- Excerpt to read:
· · ·

1. I am using a device mapper module similar to the existing dm-flakey module: https://elixir.bootlin.com/linux/v4.18/source/drivers/md/dm-flakey.c Specifically, an error is introduced to an I/O operation in the same way as implemented by the dm-flakey module (https://elixir.bootlin.com/linux/v4.18/source/drivers/md/dm-flakey.c#L348): ... else if (test_bit(ERROR_WRITES, &fc->flags)) { bio_io_error(bio); return DM_MAPIO_SUBMITTED; } ... In this case, fsync is not able to capture the error and returns as if no error has taken place. Here, I would like to mention that using this mechanism to introduce errors when ext4 is used as the underlying file system, results in fsync returning an error. 2. Indeed, the problem here is that the corresponding NAT table entry points to an inode that has never been persisted on disk. However, since fsync does not report an error, someone would hope that the entry would be there. Moreover, the problem here is worse, because after invoking fsck, the entry completely disappears from the file system and cannot be restored in any way. Had fsync returned with an error, the user would have known that the operation has failed and thus, they would not have excepted any modifications to have taken place.

· · ·

- Extracted data:
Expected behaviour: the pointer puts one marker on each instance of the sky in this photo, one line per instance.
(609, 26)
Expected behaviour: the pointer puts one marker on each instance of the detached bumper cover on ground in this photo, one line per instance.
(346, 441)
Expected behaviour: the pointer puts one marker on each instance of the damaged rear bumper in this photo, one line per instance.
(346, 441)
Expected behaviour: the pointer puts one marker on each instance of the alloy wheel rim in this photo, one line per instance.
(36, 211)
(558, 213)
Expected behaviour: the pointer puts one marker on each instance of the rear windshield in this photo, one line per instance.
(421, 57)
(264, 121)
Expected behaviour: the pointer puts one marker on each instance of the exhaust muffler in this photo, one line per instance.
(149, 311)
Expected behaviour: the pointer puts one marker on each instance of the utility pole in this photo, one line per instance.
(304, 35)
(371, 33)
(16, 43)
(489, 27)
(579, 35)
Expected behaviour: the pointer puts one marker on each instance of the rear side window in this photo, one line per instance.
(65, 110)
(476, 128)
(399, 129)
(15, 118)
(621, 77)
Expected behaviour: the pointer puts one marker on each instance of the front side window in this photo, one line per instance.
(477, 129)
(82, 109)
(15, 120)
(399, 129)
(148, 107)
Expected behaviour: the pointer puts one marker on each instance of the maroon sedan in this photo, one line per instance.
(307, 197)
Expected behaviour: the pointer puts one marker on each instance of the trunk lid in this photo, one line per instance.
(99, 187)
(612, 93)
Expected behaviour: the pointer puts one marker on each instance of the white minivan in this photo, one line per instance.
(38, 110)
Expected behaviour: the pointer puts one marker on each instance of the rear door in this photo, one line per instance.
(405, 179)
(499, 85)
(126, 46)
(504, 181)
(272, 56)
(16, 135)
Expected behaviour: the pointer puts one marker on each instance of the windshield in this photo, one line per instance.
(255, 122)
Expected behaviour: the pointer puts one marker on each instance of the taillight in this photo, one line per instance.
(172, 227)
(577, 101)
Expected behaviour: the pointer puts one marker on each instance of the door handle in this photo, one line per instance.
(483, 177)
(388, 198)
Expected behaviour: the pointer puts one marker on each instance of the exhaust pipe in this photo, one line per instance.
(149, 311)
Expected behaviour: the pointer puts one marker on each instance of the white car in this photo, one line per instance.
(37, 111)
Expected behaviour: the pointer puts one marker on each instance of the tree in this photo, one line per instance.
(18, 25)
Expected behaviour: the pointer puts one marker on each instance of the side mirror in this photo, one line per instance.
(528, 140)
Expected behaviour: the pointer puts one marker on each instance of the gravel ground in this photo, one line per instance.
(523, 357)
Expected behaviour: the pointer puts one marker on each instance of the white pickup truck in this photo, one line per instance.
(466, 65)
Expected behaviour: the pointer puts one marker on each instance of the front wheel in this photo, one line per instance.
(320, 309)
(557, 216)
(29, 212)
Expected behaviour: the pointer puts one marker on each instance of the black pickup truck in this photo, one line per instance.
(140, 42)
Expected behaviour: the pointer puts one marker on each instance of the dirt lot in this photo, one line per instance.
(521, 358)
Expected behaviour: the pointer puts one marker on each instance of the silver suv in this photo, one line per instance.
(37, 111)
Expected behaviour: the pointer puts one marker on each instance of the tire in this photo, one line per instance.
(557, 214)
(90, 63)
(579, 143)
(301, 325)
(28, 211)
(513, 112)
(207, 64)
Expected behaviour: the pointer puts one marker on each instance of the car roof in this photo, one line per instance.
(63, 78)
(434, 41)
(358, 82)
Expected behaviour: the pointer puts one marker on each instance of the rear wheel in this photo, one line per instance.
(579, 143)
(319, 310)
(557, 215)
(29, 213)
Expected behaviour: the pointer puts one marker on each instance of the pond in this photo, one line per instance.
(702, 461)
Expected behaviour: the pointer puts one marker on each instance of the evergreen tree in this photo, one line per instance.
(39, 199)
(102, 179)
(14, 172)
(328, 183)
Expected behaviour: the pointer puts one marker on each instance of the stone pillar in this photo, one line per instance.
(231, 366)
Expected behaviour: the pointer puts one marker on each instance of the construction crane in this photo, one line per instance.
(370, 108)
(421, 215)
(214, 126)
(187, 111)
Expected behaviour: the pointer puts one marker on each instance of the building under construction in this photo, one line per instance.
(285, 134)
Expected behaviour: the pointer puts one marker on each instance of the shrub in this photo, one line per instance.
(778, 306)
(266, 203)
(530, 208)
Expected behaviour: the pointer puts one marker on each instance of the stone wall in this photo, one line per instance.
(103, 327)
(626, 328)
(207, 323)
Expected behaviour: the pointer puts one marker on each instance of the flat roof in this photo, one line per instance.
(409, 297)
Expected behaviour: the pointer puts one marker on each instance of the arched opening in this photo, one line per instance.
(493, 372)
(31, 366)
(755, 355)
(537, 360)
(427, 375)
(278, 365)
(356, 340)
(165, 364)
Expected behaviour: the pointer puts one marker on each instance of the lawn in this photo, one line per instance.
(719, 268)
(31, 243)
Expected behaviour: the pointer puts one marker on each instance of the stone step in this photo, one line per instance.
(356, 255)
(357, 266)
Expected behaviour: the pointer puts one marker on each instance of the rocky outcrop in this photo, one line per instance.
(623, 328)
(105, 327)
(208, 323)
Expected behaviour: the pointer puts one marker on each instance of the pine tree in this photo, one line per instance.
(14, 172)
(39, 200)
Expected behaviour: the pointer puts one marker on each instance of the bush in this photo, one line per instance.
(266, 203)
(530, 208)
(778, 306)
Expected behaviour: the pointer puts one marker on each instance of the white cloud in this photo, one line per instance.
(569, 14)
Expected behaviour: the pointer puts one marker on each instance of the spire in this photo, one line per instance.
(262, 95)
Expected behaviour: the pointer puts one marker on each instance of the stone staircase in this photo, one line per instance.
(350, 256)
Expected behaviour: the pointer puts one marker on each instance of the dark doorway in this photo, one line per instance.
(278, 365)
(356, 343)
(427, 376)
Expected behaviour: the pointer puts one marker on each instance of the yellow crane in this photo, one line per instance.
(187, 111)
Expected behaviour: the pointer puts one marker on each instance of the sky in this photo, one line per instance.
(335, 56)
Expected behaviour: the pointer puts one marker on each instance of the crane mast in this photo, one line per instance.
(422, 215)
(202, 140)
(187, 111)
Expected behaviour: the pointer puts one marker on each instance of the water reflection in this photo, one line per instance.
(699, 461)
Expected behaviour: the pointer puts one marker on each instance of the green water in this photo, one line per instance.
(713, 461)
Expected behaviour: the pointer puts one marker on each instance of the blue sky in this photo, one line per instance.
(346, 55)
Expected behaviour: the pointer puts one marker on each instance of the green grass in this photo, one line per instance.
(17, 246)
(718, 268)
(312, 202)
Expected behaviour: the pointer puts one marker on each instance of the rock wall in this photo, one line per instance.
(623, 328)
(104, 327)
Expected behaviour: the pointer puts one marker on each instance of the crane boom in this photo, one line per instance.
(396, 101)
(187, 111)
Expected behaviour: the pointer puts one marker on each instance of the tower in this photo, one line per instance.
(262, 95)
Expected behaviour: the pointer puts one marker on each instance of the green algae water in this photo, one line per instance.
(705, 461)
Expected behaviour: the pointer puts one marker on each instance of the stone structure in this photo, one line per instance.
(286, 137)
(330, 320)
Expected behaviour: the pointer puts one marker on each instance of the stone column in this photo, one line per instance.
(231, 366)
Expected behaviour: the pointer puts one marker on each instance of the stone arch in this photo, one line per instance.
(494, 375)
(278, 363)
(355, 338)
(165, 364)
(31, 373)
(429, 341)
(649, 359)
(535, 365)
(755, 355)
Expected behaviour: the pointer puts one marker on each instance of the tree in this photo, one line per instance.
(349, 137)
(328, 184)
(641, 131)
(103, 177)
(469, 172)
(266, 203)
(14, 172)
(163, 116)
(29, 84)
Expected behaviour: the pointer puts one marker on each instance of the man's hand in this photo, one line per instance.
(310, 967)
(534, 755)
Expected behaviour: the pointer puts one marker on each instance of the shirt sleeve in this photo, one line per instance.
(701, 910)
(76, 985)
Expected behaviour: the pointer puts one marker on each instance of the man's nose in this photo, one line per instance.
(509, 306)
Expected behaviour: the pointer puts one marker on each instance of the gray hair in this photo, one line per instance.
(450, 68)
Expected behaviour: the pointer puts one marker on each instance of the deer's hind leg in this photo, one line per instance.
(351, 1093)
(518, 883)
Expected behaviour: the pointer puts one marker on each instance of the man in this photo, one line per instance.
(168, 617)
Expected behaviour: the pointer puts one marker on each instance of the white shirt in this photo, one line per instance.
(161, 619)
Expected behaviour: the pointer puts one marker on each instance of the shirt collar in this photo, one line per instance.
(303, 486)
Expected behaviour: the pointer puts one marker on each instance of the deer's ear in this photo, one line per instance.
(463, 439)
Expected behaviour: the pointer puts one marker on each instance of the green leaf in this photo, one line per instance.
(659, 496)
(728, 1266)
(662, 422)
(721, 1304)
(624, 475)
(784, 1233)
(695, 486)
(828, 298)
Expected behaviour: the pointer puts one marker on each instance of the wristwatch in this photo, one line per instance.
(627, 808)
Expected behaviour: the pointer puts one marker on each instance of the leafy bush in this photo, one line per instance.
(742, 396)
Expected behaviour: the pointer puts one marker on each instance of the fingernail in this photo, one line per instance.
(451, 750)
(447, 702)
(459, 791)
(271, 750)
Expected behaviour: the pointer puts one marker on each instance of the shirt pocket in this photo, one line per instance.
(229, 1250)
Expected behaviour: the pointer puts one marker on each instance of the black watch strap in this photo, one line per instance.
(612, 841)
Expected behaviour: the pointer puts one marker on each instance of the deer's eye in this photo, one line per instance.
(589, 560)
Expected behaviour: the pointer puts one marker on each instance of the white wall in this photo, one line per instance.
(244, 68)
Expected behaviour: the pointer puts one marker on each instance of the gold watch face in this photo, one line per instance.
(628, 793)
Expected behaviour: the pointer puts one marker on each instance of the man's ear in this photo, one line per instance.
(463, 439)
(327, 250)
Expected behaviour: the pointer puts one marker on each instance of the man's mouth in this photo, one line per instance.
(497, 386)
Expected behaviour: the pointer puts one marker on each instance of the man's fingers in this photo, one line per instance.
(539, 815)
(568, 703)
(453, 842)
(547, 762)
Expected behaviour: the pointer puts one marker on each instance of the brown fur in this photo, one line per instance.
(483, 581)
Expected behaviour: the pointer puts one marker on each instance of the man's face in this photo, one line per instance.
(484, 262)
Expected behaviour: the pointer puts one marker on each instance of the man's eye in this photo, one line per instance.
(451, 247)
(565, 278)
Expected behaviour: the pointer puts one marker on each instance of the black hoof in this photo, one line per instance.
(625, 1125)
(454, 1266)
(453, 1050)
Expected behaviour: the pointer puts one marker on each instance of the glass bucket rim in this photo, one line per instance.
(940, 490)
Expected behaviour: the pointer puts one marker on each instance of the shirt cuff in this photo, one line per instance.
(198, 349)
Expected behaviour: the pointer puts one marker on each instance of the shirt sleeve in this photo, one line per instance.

· · ·

- Directions for this task: According to the fsync excerpt, what happens to the entry after fsck is invoked? The entries are separate material, unconnected to the fsync excerpt.

- Exercise result: It disappears completely from the file system and cannot be restored in any way.